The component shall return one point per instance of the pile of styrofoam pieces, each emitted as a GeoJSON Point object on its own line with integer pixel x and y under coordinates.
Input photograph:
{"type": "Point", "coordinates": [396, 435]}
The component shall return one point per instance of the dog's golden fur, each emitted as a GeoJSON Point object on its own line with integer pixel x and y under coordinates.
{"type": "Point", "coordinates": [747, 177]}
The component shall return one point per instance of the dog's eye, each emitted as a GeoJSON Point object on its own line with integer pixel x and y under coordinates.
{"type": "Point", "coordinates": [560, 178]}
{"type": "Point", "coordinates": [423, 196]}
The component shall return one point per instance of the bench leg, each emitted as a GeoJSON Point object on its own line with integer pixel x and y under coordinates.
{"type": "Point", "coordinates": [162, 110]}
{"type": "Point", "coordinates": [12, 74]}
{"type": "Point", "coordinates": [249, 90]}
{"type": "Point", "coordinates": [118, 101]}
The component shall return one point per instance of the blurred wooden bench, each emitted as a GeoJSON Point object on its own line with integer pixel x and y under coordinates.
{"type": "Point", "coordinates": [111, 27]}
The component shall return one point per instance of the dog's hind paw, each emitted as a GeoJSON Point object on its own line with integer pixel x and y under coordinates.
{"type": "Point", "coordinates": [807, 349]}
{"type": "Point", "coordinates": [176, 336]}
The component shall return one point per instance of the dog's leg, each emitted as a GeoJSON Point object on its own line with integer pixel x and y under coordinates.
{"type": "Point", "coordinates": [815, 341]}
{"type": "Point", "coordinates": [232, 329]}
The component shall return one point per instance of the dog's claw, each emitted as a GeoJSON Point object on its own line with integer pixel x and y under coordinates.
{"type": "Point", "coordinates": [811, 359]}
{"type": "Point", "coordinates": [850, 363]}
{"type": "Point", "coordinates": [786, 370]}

====================

ACTIVITY :: Print all of the entries exactly, leaving nothing out.

RESULT OF THIS EXERCISE ::
The component shall return one point per instance of the pile of styrofoam pieces, each emitted as a GeoJSON Point object on its own line with integer pixel x and y under coordinates.
Input photograph:
{"type": "Point", "coordinates": [396, 435]}
The component shall return one point per instance of the dog's golden fur, each emitted as a GeoJSON Point object on its own line with integer pixel x and y under coordinates.
{"type": "Point", "coordinates": [747, 177]}
The component shall return one point per instance of the dog's eye, each emitted as a GeoJSON Point object on its own line with integer pixel x and y under coordinates.
{"type": "Point", "coordinates": [560, 178]}
{"type": "Point", "coordinates": [423, 196]}
The component shall return one point per instance of the bench leg, each emitted as a GeoJSON Point object on its own line with integer pixel x and y under coordinates.
{"type": "Point", "coordinates": [162, 110]}
{"type": "Point", "coordinates": [12, 74]}
{"type": "Point", "coordinates": [249, 90]}
{"type": "Point", "coordinates": [118, 101]}
The component shall return one point per instance of the blurred wooden bench, each emitted as a GeoJSON Point object on its own line with integer pixel x and y under coordinates.
{"type": "Point", "coordinates": [111, 27]}
The component shall return one point per instance of the dog's hind paw, each emitted as a GeoJSON Point object on its own line with integer pixel x and y under coordinates.
{"type": "Point", "coordinates": [807, 349]}
{"type": "Point", "coordinates": [176, 336]}
The component shall return one point per instance of the dog's leg, each emitted as a GeoJSON Point object on its own line with integer pixel x and y under coordinates.
{"type": "Point", "coordinates": [815, 341]}
{"type": "Point", "coordinates": [232, 329]}
The component shall return one point per instance of the dog's claw, each emitted as a GeoJSON Point object on its own line with integer pixel x and y under coordinates.
{"type": "Point", "coordinates": [811, 359]}
{"type": "Point", "coordinates": [850, 363]}
{"type": "Point", "coordinates": [786, 370]}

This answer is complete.